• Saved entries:
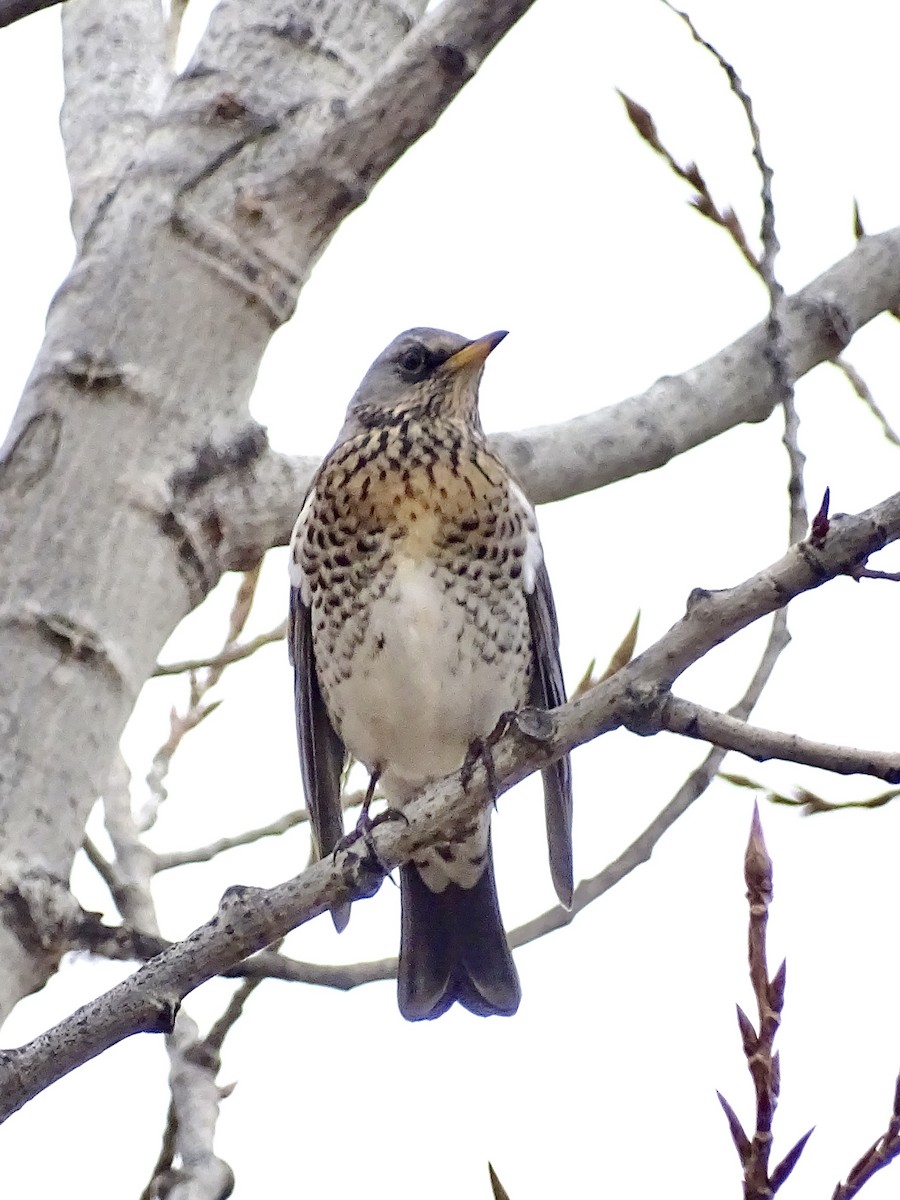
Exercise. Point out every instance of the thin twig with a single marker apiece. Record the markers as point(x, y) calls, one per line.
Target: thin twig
point(862, 389)
point(702, 201)
point(173, 30)
point(879, 1155)
point(202, 682)
point(695, 721)
point(166, 862)
point(777, 342)
point(762, 1061)
point(225, 658)
point(16, 10)
point(250, 919)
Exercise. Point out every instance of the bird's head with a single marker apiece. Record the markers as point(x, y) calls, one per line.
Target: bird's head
point(424, 372)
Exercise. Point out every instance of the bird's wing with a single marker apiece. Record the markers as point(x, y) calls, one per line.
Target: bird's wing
point(322, 753)
point(549, 691)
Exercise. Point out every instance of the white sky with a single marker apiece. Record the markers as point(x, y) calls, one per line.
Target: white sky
point(533, 207)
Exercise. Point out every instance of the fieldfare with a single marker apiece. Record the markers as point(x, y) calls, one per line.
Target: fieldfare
point(420, 613)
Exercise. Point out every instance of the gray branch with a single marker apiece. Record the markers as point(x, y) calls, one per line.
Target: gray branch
point(257, 509)
point(251, 918)
point(210, 205)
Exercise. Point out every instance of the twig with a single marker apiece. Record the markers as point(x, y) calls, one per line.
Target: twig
point(15, 10)
point(809, 802)
point(166, 862)
point(759, 1048)
point(193, 1107)
point(879, 1155)
point(249, 919)
point(197, 711)
point(696, 721)
point(623, 653)
point(862, 389)
point(173, 30)
point(777, 348)
point(225, 658)
point(702, 201)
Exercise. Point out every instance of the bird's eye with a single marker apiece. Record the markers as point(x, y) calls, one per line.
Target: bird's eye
point(413, 363)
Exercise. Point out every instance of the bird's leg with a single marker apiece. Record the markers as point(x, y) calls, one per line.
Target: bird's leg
point(480, 751)
point(534, 724)
point(365, 823)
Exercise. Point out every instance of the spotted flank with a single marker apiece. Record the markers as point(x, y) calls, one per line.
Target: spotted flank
point(420, 613)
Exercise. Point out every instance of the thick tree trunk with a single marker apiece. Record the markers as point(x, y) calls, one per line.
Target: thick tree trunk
point(199, 205)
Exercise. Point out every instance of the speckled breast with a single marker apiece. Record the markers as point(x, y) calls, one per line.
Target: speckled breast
point(413, 552)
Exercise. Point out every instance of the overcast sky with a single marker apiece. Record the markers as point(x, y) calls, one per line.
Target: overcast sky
point(533, 207)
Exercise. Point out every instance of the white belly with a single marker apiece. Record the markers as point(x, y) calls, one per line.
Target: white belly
point(421, 691)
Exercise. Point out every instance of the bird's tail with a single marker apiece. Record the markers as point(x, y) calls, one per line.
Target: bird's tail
point(453, 947)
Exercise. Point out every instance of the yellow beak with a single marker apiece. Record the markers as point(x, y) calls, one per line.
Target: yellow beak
point(474, 353)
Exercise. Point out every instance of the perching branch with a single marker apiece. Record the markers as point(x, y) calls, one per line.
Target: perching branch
point(249, 918)
point(257, 509)
point(15, 10)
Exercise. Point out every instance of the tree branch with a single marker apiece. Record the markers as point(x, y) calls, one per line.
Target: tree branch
point(16, 10)
point(705, 724)
point(257, 509)
point(250, 918)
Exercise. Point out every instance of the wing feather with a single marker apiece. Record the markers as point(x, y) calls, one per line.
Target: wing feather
point(549, 691)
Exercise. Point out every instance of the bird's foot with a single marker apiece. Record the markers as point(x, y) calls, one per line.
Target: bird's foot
point(480, 751)
point(366, 823)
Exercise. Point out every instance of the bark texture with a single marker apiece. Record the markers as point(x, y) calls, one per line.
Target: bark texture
point(201, 203)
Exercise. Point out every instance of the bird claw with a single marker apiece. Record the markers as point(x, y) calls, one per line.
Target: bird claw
point(365, 825)
point(480, 751)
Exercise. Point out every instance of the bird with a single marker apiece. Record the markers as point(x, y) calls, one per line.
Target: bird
point(420, 613)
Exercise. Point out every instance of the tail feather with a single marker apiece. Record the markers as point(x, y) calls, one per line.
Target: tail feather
point(453, 948)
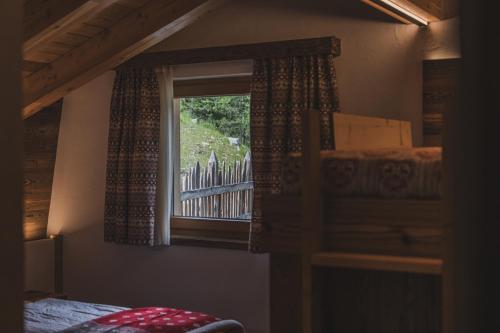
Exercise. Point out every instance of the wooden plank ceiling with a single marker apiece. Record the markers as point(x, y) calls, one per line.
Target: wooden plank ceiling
point(70, 42)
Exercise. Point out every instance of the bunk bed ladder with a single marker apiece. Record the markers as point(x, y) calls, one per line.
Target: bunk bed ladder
point(312, 220)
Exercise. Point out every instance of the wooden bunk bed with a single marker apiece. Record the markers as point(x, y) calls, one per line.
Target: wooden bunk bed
point(312, 233)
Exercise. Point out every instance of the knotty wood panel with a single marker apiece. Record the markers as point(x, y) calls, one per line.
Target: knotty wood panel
point(40, 146)
point(287, 48)
point(440, 79)
point(361, 301)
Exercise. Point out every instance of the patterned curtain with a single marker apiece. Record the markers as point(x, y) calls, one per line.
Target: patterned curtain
point(282, 90)
point(133, 157)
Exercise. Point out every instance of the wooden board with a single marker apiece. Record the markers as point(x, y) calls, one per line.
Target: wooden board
point(287, 48)
point(41, 133)
point(360, 225)
point(363, 301)
point(440, 91)
point(378, 262)
point(361, 132)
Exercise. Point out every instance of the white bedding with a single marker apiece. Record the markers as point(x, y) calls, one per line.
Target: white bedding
point(55, 315)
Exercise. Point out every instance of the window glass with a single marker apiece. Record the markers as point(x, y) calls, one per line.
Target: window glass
point(214, 176)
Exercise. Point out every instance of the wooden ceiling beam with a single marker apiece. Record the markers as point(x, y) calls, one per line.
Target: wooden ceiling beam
point(133, 34)
point(277, 49)
point(45, 19)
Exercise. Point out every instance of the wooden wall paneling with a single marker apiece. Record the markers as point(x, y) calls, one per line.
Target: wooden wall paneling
point(440, 80)
point(41, 133)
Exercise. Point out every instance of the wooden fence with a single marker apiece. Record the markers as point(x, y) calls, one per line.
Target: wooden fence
point(218, 191)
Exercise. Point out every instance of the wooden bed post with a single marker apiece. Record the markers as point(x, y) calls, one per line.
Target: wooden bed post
point(311, 222)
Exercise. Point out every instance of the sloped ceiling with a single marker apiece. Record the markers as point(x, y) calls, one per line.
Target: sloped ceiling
point(70, 42)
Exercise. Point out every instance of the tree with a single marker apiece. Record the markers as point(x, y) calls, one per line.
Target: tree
point(230, 115)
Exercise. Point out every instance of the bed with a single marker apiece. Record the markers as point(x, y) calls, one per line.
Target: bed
point(372, 206)
point(57, 315)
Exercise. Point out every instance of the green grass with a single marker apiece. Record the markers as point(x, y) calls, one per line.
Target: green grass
point(198, 140)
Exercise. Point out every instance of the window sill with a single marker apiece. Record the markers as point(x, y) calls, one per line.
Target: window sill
point(215, 233)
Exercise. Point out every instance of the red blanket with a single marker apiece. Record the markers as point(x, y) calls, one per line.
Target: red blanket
point(146, 320)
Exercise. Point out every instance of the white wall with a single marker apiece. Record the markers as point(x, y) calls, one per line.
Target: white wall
point(379, 71)
point(379, 74)
point(228, 283)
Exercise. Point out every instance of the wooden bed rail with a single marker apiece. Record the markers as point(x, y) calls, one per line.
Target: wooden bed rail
point(432, 266)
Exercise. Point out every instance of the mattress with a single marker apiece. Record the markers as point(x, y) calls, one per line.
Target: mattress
point(56, 315)
point(394, 173)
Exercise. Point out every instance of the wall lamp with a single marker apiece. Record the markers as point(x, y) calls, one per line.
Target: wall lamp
point(405, 14)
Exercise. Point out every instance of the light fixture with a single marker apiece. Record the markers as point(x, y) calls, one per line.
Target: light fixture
point(405, 15)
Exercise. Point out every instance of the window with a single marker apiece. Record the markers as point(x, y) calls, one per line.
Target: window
point(213, 187)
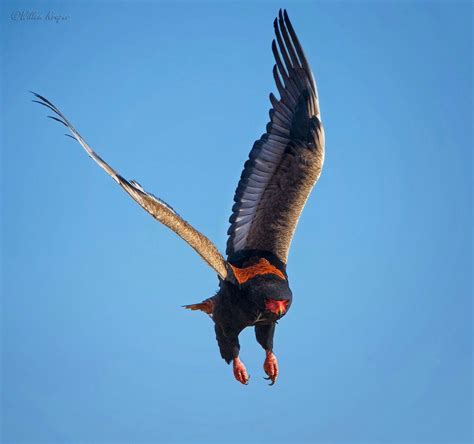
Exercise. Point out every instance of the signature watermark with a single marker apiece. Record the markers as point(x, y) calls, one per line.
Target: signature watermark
point(35, 16)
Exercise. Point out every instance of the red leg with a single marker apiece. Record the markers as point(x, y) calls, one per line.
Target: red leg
point(271, 366)
point(240, 372)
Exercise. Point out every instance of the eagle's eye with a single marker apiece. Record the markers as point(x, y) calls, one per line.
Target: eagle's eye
point(277, 307)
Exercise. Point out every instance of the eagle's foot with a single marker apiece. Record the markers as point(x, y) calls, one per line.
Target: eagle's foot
point(271, 367)
point(240, 372)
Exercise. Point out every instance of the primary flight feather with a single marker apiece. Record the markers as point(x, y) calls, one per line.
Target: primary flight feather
point(283, 166)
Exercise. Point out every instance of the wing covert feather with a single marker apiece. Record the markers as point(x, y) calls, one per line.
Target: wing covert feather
point(285, 163)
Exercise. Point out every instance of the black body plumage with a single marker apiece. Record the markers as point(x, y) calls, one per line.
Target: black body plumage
point(283, 166)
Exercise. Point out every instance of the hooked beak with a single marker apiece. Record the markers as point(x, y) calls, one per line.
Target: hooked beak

• WORK ORDER: Within the records, the lines containing the string "hooked" are to be counted and their number given without comment.

• SOLUTION TO THIS PROBLEM: 2